### EXERCISE
Copy the data below word for word, starting at the line that contains "Q: Where is a point on each instance of the utility" and ending at the line that contains "x=667, y=37", with both of those lines included. Leave the pictures out.

* START *

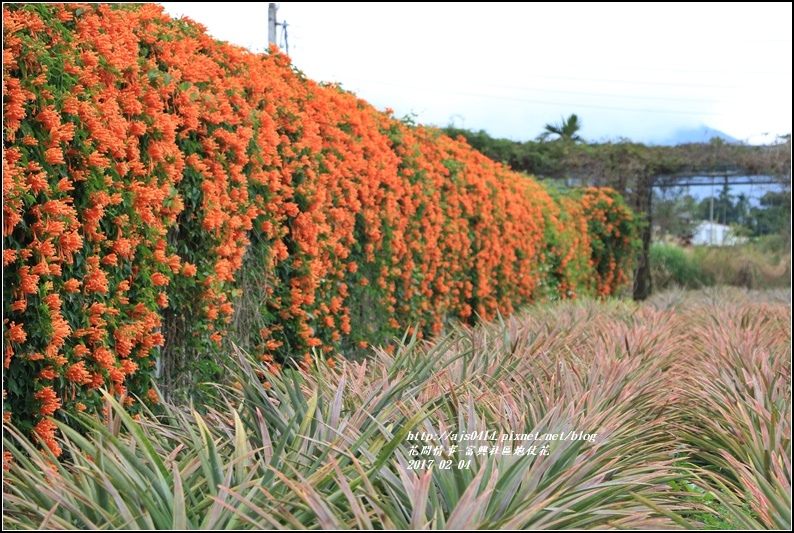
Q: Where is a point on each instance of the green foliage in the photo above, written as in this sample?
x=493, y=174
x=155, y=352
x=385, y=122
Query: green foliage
x=674, y=266
x=334, y=447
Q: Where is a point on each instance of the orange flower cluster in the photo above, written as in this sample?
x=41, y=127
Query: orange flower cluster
x=144, y=164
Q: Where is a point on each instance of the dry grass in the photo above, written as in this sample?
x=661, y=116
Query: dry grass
x=689, y=399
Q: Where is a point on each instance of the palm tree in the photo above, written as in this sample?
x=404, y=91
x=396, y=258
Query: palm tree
x=566, y=129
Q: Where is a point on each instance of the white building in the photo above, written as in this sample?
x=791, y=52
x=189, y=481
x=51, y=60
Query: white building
x=711, y=233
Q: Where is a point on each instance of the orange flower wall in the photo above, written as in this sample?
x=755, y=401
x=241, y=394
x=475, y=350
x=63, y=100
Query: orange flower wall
x=144, y=164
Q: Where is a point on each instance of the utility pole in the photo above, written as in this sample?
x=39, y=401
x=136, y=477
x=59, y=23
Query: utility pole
x=711, y=215
x=271, y=23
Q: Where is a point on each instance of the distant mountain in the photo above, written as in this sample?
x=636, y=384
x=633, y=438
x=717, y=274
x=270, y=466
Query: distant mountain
x=699, y=134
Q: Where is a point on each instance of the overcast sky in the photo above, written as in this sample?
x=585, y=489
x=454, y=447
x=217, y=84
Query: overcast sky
x=628, y=70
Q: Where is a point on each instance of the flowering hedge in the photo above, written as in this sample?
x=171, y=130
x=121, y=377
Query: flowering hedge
x=144, y=164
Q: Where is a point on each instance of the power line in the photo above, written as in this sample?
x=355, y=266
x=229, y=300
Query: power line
x=544, y=102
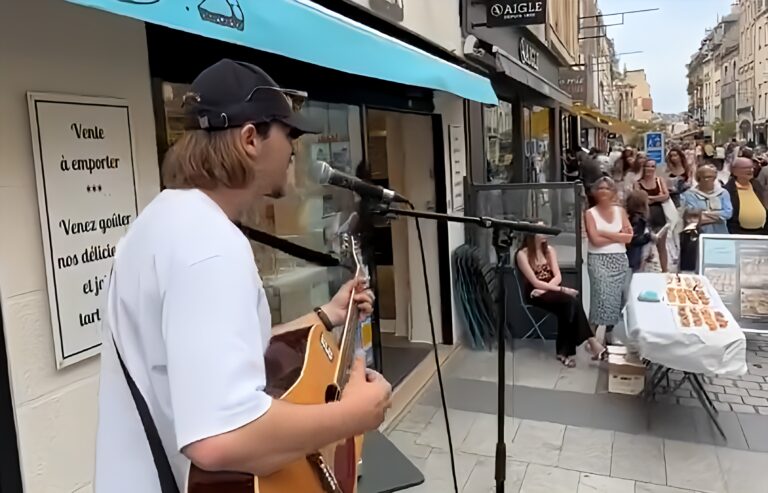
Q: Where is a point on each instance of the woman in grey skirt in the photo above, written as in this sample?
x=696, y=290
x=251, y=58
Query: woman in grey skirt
x=609, y=232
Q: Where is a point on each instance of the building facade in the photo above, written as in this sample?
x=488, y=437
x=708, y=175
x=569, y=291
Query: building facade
x=520, y=140
x=745, y=75
x=713, y=75
x=414, y=139
x=761, y=73
x=641, y=95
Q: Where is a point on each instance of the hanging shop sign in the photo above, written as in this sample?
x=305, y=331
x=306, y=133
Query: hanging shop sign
x=86, y=191
x=574, y=82
x=516, y=12
x=529, y=55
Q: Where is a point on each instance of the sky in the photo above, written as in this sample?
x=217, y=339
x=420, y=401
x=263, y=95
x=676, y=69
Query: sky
x=667, y=37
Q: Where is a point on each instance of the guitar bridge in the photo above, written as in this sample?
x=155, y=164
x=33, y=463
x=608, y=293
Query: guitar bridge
x=327, y=478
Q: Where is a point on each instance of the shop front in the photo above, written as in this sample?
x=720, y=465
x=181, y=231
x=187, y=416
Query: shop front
x=381, y=120
x=520, y=140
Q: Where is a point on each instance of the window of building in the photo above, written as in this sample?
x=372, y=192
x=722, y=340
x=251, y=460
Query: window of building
x=309, y=214
x=499, y=143
x=537, y=144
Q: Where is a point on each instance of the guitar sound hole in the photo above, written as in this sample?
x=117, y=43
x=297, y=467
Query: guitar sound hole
x=332, y=394
x=284, y=360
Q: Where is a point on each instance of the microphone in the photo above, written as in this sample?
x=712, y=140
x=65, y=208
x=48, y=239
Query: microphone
x=324, y=174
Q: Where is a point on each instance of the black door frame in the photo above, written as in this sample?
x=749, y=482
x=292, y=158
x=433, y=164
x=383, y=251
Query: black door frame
x=10, y=470
x=441, y=195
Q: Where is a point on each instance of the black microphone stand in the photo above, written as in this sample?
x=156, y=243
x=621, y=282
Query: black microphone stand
x=503, y=239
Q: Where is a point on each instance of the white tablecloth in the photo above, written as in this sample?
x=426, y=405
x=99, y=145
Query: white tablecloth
x=654, y=334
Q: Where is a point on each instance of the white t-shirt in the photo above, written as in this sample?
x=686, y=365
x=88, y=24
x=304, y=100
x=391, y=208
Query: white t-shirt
x=188, y=311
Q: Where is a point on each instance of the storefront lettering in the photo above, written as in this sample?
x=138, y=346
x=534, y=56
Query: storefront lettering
x=516, y=12
x=87, y=132
x=499, y=10
x=84, y=161
x=529, y=55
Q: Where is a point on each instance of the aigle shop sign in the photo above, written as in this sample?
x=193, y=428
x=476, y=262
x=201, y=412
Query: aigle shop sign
x=516, y=13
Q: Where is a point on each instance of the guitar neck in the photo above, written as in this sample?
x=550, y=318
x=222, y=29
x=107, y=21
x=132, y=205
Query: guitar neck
x=348, y=346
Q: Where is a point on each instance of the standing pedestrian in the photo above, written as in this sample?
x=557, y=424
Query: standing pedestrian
x=609, y=232
x=657, y=195
x=748, y=200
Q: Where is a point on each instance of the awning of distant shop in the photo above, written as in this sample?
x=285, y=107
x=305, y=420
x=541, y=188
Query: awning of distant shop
x=515, y=69
x=305, y=31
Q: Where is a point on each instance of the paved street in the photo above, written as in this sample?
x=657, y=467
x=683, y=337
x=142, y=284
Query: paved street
x=549, y=457
x=566, y=434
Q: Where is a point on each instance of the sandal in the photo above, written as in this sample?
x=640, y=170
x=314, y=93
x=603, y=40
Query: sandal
x=566, y=361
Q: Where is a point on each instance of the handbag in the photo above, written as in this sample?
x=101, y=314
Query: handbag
x=670, y=212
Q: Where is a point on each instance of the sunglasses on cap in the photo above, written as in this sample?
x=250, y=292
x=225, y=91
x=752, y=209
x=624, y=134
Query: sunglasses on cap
x=294, y=98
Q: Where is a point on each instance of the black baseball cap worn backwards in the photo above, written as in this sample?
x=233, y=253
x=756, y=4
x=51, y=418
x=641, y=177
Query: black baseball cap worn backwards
x=230, y=94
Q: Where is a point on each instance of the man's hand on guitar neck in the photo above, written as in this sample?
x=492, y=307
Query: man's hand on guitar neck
x=336, y=309
x=368, y=394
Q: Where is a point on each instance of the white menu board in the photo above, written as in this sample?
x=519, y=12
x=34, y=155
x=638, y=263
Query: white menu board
x=86, y=192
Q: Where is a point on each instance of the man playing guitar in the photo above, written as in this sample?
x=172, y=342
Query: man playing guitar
x=187, y=313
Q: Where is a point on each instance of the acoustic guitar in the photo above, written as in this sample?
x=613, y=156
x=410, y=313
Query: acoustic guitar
x=306, y=366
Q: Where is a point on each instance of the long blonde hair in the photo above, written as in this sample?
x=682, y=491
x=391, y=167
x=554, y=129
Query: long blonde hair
x=209, y=159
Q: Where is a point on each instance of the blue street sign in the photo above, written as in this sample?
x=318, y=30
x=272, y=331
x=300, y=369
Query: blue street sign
x=656, y=155
x=654, y=140
x=654, y=147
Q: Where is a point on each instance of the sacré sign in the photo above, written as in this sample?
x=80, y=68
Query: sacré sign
x=516, y=12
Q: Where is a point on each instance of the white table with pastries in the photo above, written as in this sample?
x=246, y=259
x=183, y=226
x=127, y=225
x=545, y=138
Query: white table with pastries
x=688, y=329
x=678, y=322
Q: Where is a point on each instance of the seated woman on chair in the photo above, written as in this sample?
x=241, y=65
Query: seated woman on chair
x=537, y=261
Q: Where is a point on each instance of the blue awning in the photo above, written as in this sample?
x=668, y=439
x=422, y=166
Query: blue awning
x=303, y=30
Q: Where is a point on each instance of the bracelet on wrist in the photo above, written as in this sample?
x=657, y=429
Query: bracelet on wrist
x=323, y=317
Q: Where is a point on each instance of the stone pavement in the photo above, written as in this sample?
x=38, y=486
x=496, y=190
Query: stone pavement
x=566, y=434
x=534, y=365
x=744, y=394
x=552, y=458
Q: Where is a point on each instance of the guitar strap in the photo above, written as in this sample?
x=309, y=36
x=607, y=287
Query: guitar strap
x=163, y=466
x=159, y=456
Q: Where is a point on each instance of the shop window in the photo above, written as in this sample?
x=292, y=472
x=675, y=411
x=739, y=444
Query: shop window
x=309, y=214
x=537, y=140
x=499, y=143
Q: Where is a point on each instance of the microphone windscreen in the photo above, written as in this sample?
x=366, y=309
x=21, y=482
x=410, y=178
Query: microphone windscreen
x=320, y=172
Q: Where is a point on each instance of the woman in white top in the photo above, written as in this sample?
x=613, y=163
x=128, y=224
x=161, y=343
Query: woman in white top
x=609, y=232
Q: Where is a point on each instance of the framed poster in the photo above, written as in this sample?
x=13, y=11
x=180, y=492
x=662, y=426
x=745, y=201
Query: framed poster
x=84, y=165
x=737, y=267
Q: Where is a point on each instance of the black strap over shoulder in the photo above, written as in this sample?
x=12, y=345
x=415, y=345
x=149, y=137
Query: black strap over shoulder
x=164, y=471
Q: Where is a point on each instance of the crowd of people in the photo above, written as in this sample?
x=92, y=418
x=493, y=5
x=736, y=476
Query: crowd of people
x=642, y=216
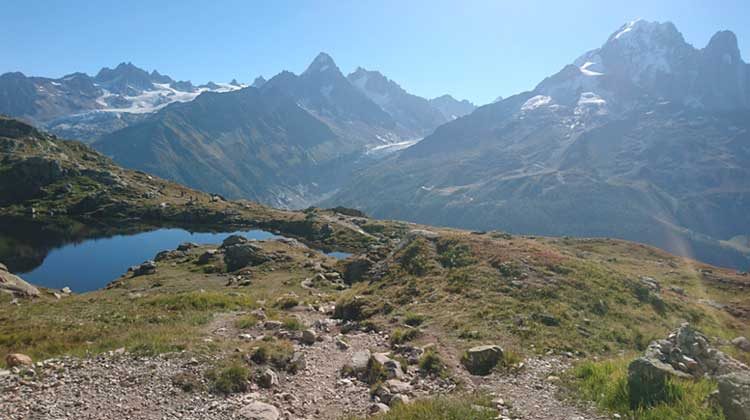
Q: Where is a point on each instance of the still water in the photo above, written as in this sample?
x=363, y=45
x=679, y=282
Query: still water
x=93, y=263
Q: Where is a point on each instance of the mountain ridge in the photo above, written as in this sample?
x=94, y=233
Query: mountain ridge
x=644, y=130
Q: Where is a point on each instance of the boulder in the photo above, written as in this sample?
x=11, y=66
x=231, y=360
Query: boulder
x=185, y=246
x=10, y=283
x=742, y=343
x=18, y=359
x=244, y=254
x=398, y=399
x=341, y=344
x=422, y=233
x=297, y=362
x=148, y=267
x=378, y=408
x=647, y=379
x=309, y=337
x=258, y=411
x=268, y=379
x=734, y=395
x=392, y=368
x=208, y=256
x=233, y=240
x=398, y=387
x=359, y=361
x=481, y=360
x=356, y=269
x=685, y=354
x=272, y=325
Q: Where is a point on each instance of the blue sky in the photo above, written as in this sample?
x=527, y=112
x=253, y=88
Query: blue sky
x=475, y=49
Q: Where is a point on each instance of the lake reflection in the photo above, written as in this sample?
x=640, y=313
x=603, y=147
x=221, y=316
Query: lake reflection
x=93, y=263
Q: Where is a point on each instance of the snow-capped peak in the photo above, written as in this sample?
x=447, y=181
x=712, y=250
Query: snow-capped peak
x=323, y=62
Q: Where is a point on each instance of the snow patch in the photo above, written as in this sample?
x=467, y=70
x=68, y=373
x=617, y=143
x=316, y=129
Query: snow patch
x=628, y=27
x=536, y=102
x=588, y=69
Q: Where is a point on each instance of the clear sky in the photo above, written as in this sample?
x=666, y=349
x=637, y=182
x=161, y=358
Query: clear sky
x=475, y=49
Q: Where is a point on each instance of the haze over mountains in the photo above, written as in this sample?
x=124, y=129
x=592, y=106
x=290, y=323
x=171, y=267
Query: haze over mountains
x=84, y=107
x=287, y=141
x=644, y=138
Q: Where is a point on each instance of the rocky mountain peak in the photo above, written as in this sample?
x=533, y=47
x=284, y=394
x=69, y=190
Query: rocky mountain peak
x=259, y=82
x=723, y=45
x=322, y=63
x=646, y=33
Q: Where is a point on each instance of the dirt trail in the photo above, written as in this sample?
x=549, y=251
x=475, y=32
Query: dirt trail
x=119, y=385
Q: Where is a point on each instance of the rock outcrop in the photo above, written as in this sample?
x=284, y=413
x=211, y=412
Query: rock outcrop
x=734, y=395
x=243, y=254
x=10, y=283
x=685, y=354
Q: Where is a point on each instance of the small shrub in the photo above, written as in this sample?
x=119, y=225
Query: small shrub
x=401, y=336
x=471, y=407
x=355, y=308
x=292, y=323
x=375, y=373
x=415, y=259
x=606, y=383
x=274, y=352
x=247, y=321
x=430, y=363
x=287, y=302
x=470, y=335
x=187, y=382
x=232, y=379
x=413, y=320
x=458, y=281
x=453, y=254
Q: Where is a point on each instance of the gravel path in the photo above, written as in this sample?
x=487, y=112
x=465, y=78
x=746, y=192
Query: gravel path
x=533, y=393
x=121, y=386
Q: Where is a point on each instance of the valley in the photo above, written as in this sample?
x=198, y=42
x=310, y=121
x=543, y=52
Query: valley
x=328, y=244
x=273, y=326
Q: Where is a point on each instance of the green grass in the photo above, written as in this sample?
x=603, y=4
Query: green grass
x=231, y=379
x=401, y=336
x=90, y=324
x=413, y=320
x=431, y=363
x=465, y=407
x=606, y=384
x=275, y=352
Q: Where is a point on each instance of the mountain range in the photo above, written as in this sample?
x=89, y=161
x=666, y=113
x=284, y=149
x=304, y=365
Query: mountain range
x=85, y=107
x=644, y=138
x=287, y=141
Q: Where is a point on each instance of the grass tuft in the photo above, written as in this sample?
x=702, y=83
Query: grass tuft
x=606, y=383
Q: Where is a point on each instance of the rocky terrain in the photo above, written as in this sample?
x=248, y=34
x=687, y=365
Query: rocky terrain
x=646, y=130
x=418, y=319
x=85, y=107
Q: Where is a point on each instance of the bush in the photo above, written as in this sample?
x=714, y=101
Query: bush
x=401, y=336
x=247, y=321
x=292, y=323
x=355, y=308
x=606, y=383
x=443, y=408
x=186, y=382
x=232, y=379
x=453, y=254
x=287, y=302
x=413, y=320
x=276, y=353
x=431, y=363
x=415, y=259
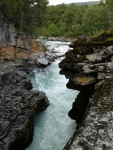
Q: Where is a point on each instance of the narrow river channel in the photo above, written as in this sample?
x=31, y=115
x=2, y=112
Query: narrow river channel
x=53, y=127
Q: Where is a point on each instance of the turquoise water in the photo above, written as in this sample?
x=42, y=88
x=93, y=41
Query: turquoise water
x=53, y=127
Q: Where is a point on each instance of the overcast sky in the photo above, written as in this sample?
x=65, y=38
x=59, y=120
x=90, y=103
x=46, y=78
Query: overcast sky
x=55, y=2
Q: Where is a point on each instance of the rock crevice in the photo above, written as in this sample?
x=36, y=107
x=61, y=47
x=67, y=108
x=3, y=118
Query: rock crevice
x=18, y=105
x=89, y=68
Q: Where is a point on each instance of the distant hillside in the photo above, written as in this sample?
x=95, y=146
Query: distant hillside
x=87, y=3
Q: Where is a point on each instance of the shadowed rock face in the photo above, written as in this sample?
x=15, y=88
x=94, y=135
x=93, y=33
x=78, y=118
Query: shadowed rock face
x=18, y=105
x=96, y=131
x=89, y=68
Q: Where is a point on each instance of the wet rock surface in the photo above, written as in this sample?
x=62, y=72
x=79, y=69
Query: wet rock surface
x=18, y=105
x=96, y=131
x=89, y=68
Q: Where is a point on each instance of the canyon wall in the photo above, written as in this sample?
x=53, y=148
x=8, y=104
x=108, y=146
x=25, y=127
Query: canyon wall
x=89, y=68
x=16, y=45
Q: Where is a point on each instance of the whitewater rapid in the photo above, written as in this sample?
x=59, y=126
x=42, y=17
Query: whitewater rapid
x=53, y=127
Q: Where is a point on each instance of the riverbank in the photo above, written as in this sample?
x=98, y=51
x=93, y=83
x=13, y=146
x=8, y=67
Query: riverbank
x=18, y=105
x=89, y=68
x=19, y=54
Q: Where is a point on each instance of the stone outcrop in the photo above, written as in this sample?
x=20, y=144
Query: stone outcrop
x=17, y=45
x=89, y=68
x=18, y=105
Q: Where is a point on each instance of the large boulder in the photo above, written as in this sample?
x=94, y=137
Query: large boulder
x=18, y=105
x=89, y=68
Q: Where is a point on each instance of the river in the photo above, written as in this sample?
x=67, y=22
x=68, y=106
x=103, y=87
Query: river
x=53, y=127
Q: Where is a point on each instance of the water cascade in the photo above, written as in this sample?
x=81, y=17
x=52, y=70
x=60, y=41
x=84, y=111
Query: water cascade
x=53, y=128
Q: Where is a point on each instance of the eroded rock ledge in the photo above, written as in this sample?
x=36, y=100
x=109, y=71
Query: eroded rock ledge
x=18, y=105
x=89, y=68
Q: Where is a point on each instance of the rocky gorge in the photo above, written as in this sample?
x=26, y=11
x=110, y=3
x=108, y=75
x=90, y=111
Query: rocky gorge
x=89, y=68
x=18, y=102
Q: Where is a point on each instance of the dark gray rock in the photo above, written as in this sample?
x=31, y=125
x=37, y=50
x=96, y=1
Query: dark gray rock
x=18, y=105
x=96, y=130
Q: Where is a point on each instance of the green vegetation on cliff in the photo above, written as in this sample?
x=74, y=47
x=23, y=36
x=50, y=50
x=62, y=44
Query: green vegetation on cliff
x=28, y=15
x=36, y=16
x=73, y=20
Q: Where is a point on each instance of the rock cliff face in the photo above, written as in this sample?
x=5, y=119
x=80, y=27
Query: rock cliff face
x=18, y=105
x=16, y=45
x=89, y=68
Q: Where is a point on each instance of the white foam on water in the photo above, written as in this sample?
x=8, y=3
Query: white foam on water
x=53, y=127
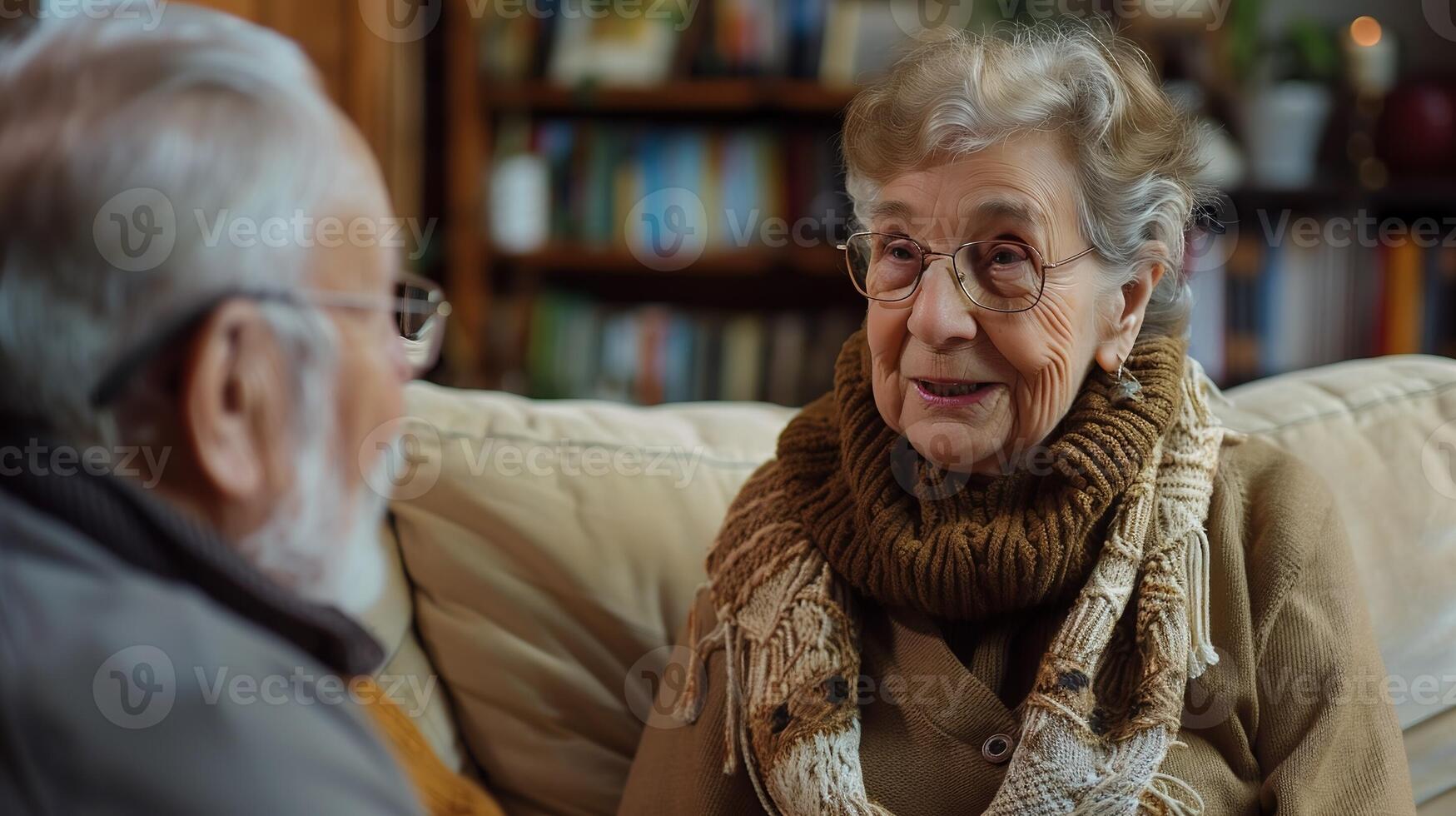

* END *

### SOLVED EXERCISE
Q: Where is a point on each instance of the utility pole in the photo above, written as in this sample?
x=39, y=401
x=136, y=477
x=59, y=23
Query: utility pole
x=711, y=215
x=271, y=23
Q: Where is a point on each instance of the distant mountain in the photo above, written as in this sample?
x=636, y=384
x=633, y=438
x=717, y=274
x=270, y=466
Query: distant mountain
x=699, y=134
Q: Where is a point on each instance of the overcast sky in the photo above, written as in this sample?
x=585, y=489
x=454, y=447
x=217, y=84
Query: overcast sky
x=628, y=70
Q: Where is a point on each instance of the flowering hedge in the photo above, written as in this sample?
x=171, y=130
x=121, y=377
Query: flowering hedge
x=144, y=164
Q: Where is a point on each instance of the power line in the photo above, written as in this sample?
x=355, y=266
x=229, y=300
Query: power line
x=544, y=102
Q: Where is a point on each instance of the woman in grey skirt in the photo above, written as in this sample?
x=696, y=290
x=251, y=58
Query: woman in grey skirt
x=609, y=232
Q: Where is a point on each instance of the building facade in the photo above, written as in this sample?
x=488, y=437
x=708, y=175
x=569, y=291
Query: building facade
x=520, y=140
x=745, y=75
x=713, y=75
x=414, y=139
x=761, y=73
x=641, y=95
Q: Where is a point on each instance of the hanging shop sign in the photo above, written as in this sample?
x=305, y=331
x=306, y=133
Query: hanging shop sign
x=86, y=191
x=574, y=82
x=516, y=12
x=529, y=55
Q: Where is a point on each instance of the sky in the photo above, written as in this sample?
x=217, y=339
x=420, y=401
x=263, y=95
x=676, y=69
Query: sky
x=667, y=37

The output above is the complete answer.